4. 1 micropython-scronパッケージについて
micropython-scron
パッケージでは、定期的に実行したいジョブがあるときに、複数の曜日、時間(時、分、秒)を設定して、そのジョブを行う関数やメソッドの実行を予約することができます。
「CRON」という、macOSやLinuxなどUNIX系のシステムで用意されているジョブを自動的に実行するためのプロセスがあり、それを参考にして作成されています。また、ライセンスは「GNU Affero General Public License」です。
インストールすると、scron
というディレクトリが自動作成され、その中にweek.py
というファイルがあります。
このファイルに定義されているsimple_cron
オブジェクトがもつ、add()
メソッドで関数やメソッドを実行するスケジュールを設定し、run()
メソッドでプロセスを開始します。
【 利用例 】
from scron.week import simple_cron
# 定期的に実行する関数
def callback_func(scron_obj, callback_name, pointer, memory):
pass
# scron_objには、simple_cronオブジェクトが渡される
# callback_nameは、add関数の引数に渡した"callback_name"が渡される
# pointerは呼び出された曜日と時刻を表すタプル(曜日, 時, 分, 秒)が渡される
# memoryは辞書型のオブジェクトで次に呼び出されたときにも同じオブジェクトが
# 渡されるため、実行の履歴などを共有することができる
simple_cron.add(
"callback_name", # この処理に設定する名前
callback_func, # 実行する関数またはメソッド
weekdays=range(0, 7), # 曜日(月:1 ~ 日:7)整数またはシーケンスなデータ型で指定
hours=range(0, 24), # 時(0 ~ 23)整数またはシーケンスなデータ型で指定
minutes=range(0, 60), # 分(0 ~ 59)整数またはシーケンスなデータ型で指定
seconds=range(0, 60) # 秒(0 ~ 59)整数またはシーケンスなデータ型で指定
)

==============================

◆ **解くべき課題**
micropython-scronパッケージについての抜粋本文から、次の一文を英語に訳しなさい。「micropython-scronパッケージでは、定期的に実行したいジョブがあるときに、複数の曜日、時間(時、分、秒)を設定して、そのジョブを行う関数やメソッドの実行を予約することができます。」

==============================

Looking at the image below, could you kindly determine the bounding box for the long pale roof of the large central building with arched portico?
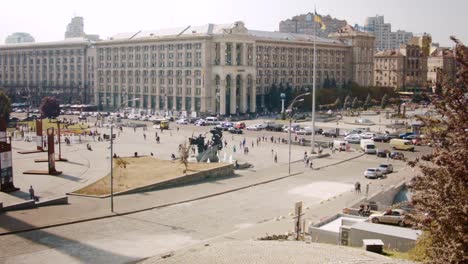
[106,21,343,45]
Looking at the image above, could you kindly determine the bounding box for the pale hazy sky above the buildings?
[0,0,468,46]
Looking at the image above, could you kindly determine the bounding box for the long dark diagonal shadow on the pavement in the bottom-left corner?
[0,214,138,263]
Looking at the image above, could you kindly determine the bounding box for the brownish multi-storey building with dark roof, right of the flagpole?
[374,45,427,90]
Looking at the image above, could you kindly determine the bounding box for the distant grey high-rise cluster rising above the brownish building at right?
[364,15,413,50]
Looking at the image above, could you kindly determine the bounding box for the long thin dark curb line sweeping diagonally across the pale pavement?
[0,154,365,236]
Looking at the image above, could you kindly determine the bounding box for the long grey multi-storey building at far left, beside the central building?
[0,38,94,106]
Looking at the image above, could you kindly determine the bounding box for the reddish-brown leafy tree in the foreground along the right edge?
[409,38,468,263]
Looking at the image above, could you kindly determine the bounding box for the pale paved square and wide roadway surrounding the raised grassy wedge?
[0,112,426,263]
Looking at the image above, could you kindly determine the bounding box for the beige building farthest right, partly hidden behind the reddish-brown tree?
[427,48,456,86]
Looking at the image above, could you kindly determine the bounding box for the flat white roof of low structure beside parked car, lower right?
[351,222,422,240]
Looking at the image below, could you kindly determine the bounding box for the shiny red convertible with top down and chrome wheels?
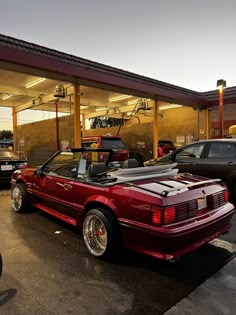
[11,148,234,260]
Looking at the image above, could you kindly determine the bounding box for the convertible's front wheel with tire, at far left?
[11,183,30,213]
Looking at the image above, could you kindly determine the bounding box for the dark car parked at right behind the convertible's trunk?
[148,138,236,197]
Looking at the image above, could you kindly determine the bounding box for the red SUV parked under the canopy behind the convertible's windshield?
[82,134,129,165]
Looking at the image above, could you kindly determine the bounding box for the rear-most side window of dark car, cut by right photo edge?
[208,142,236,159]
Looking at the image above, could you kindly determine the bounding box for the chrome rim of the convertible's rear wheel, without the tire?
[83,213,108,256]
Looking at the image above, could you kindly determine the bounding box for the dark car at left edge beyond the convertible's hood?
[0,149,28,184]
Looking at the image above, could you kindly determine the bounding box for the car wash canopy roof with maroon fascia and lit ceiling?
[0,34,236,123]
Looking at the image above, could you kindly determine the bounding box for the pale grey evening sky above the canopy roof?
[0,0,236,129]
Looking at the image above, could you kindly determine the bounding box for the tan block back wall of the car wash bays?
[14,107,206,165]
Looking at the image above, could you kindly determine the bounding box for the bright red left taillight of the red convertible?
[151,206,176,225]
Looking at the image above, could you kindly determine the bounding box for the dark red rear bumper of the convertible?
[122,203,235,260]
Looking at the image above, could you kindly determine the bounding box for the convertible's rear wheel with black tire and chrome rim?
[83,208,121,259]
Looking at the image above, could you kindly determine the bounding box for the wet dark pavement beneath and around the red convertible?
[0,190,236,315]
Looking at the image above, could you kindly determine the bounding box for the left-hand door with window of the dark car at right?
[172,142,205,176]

==============================

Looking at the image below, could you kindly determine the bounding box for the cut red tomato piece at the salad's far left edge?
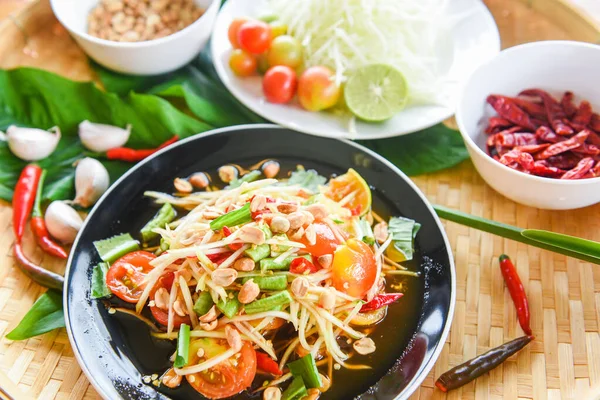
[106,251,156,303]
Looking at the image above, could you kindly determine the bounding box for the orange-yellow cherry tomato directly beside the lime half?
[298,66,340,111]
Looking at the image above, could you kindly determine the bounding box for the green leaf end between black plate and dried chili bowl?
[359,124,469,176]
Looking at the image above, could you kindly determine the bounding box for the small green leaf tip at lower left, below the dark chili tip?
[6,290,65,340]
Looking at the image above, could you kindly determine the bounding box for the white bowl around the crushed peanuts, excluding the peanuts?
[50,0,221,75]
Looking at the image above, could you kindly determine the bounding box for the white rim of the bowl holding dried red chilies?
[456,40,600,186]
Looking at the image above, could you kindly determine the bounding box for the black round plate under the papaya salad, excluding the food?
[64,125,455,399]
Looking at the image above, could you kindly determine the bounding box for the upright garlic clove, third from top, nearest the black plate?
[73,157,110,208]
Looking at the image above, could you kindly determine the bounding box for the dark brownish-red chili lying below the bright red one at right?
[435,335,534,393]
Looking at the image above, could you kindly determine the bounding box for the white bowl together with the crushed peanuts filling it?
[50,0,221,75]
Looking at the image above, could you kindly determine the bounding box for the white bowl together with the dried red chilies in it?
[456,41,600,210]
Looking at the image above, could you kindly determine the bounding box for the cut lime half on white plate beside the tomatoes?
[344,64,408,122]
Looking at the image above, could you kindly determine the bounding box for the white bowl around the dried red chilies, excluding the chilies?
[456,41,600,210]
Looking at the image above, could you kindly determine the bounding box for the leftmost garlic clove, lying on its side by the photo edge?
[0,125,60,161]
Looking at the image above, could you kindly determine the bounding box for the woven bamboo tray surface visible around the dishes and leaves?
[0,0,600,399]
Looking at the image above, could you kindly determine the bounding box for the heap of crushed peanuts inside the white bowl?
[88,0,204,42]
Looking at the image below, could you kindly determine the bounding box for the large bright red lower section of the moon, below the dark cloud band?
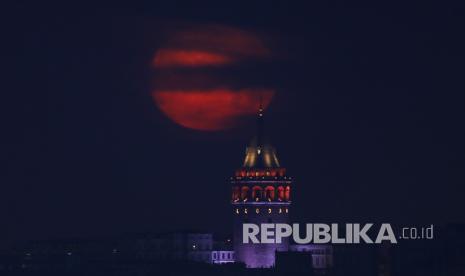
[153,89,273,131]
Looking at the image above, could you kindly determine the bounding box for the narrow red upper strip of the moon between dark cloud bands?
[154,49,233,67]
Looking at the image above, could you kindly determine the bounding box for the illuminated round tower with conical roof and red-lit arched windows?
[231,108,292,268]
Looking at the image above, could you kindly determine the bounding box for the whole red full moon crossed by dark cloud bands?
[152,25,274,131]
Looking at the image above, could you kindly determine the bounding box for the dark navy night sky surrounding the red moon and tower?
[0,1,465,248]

==============================

◆ **課題の解答**
With the micropython-scron package, when you have a job you want to run periodically, you can set multiple days of the week and times (hours, minutes, and seconds) and schedule the execution of the function or method that performs that job.